((

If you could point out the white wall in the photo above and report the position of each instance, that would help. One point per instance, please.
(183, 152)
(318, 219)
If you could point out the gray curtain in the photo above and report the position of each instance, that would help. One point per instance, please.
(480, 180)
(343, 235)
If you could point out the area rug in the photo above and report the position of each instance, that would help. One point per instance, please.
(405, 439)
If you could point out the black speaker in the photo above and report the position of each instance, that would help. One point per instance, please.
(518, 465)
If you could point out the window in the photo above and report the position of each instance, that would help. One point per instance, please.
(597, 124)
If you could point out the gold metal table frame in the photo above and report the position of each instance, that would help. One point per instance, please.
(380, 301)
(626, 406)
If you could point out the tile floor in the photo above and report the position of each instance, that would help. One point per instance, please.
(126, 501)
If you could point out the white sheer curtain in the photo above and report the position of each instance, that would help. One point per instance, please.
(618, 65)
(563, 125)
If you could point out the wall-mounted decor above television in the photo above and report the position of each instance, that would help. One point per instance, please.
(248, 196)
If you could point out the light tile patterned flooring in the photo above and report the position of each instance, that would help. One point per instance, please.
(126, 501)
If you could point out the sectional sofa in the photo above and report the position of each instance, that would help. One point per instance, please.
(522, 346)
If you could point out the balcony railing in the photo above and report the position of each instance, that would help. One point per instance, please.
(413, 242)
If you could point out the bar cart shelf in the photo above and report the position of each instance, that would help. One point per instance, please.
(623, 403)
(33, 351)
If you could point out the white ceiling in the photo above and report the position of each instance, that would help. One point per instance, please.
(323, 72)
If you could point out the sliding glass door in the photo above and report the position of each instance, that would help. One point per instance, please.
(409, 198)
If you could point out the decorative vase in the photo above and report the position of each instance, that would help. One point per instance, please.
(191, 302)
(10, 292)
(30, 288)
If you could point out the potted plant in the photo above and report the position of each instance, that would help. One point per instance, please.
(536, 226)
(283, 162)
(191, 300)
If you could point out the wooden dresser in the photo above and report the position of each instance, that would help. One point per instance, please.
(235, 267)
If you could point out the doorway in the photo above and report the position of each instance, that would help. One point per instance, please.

))

Repeat precisely the lines of the data starting at the one containing "If you could point out the bar", last line included.

If you could point out the bar cart shelf in the photo above and report the position of each instance, that would help. One point per instance, please.
(623, 403)
(33, 351)
If you could point out the white ceiling in the photo above and report the position of each instance, that would help. One point per instance, please.
(323, 72)
If you could point out the sliding glass door in the photo above and report the position of each instance, that would help. One point per instance, please.
(409, 198)
If you could point out the decorative vase in the photo above and report the position of each instance, that would help. One point per instance, please.
(191, 302)
(10, 292)
(30, 288)
If you could point out the potted plant in the photo above and report the position of each instance, that would help. One point per instance, please.
(536, 226)
(283, 162)
(191, 300)
If you could point out the wooden dresser in the photo above and report the position of each instance, that would help. One point per instance, please.
(235, 267)
If you could point out the doorway in the photo above and report the position of each instance, that would help. One point per instance, please.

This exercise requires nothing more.